GOAL OF THE EXERCISE: Rewrite every one of the entries below, substituting "central point" for each occurrence of "innermost point" and leaving all other wording untouched.

MATERIAL PROVIDED:

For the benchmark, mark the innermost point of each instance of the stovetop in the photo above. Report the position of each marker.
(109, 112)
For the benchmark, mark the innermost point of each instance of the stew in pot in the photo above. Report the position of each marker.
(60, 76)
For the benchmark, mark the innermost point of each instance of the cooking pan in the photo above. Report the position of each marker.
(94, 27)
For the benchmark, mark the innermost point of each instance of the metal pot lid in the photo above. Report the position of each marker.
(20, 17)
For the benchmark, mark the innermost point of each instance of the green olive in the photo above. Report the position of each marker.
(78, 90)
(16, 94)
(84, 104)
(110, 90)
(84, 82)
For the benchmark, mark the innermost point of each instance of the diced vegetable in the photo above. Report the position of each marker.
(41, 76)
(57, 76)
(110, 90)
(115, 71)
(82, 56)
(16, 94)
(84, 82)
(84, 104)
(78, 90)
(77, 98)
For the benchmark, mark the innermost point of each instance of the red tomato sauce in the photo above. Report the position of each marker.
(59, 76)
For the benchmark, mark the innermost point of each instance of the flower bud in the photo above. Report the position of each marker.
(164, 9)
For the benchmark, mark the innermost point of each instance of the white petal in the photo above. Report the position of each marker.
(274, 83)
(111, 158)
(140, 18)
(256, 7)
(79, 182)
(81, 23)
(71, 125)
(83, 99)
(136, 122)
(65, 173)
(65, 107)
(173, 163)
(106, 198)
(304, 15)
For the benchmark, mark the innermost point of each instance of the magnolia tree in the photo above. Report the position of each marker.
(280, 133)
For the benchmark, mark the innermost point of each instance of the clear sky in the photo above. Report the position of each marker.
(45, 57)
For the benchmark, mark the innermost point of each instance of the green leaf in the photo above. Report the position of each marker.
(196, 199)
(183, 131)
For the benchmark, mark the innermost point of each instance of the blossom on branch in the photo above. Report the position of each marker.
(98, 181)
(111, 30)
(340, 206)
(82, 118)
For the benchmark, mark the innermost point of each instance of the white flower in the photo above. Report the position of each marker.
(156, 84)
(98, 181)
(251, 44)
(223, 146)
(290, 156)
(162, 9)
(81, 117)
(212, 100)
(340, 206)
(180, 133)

OUTPUT OF THE EXERCISE:
For the benchmark, mark the central point of each instance of the stovetop in the photo above. Report the position of each marker.
(109, 112)
For the benchmark, mark the central point of each instance of the stew in pot in the photo above. Report the position of each marker.
(60, 76)
For the benchmark, mark the central point of each instance of the cooking pan in the photo above. Report the position of each marker.
(94, 27)
For the benchmark, mark the central point of each instance of the metal pot lid in the photo above. Report the position of each marker.
(20, 17)
For the benchmark, mark the central point of each instance of the green olive in the photo above. Report the position of each marker.
(78, 90)
(16, 94)
(84, 104)
(110, 90)
(84, 82)
For the benchmark, mark the central point of each instance of the diced vegetable in the photo above. Report the position of each marker.
(41, 76)
(57, 76)
(110, 90)
(115, 71)
(82, 56)
(16, 94)
(84, 82)
(84, 104)
(78, 90)
(77, 98)
For the benchmark, mark the central point of each instance of the red tomato sauce in the photo above. Report the position of each marker.
(59, 76)
For the benchmark, mark the central point of each instance of the flower bud in the photo above. Report the position of each marker.
(164, 9)
For the benchmark, mark the central point of each instance of the white petal in the photo above. Report the position of each marker.
(274, 83)
(111, 158)
(140, 18)
(256, 7)
(79, 182)
(81, 23)
(71, 125)
(83, 99)
(136, 122)
(65, 173)
(65, 107)
(173, 163)
(106, 198)
(304, 15)
For the benchmark, mark the central point of each instance of the magnolia tree in the photo above. Report the position of each marker.
(280, 133)
For the benchmark, mark the central point of each instance of the clear sky in the photo above. Report the position of each marker.
(45, 57)
For the benchmark, mark the central point of each instance of the green leaf in the photo above. Report the position of each marker.
(196, 199)
(183, 131)
For the benchmark, mark the central point of each instance of the blossom on branch in the photo above. Report the position of each marker.
(98, 181)
(111, 30)
(340, 206)
(82, 118)
For the benchmark, mark the central point of each instance of the white flower in the photo above. Report the position of each marker.
(156, 84)
(98, 181)
(251, 44)
(223, 146)
(290, 156)
(162, 9)
(81, 117)
(212, 100)
(340, 206)
(180, 133)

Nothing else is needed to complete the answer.